(Annotated coordinate records)
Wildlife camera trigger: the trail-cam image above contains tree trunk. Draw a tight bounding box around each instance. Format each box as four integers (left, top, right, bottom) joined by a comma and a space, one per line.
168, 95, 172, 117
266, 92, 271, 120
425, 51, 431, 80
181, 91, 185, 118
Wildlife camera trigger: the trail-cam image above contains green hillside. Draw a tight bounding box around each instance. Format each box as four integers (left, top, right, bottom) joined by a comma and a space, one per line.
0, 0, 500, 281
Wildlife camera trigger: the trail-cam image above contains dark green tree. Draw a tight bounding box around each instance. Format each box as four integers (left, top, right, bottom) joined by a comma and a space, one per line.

WHAT IS BEING ASKED:
Rewrite every line of the items above as a Markdown table with the columns "Row" and "Line." Number the rows and leave out blank lines.

WRITTEN SOLUTION:
| Row | Line |
|---|---|
| 1 | Wildlife camera trigger: the trail-cam image above contains tree trunk. Draw a tight bounding box around each instance. Format each box as four integers (left, top, right, bottom) joined by a comma and a space, one per line. |
| 2 | 168, 95, 172, 117 |
| 3 | 266, 92, 271, 120 |
| 4 | 425, 51, 431, 80 |
| 5 | 181, 91, 185, 118 |
| 6 | Wildlife camera trigger: the trail-cam image above contains green hillside. Draw a tight bounding box around each instance. Format each box as four integers (left, top, right, bottom) joined by a comma and a space, one per line. |
| 7 | 0, 0, 500, 281 |
| 8 | Wildlife camera trigger: the trail-cam image above contains dark green tree. Draw a tight bounding box around each instance. Format each box as four integers (left, top, right, bottom) joined by a comma and a space, one per line. |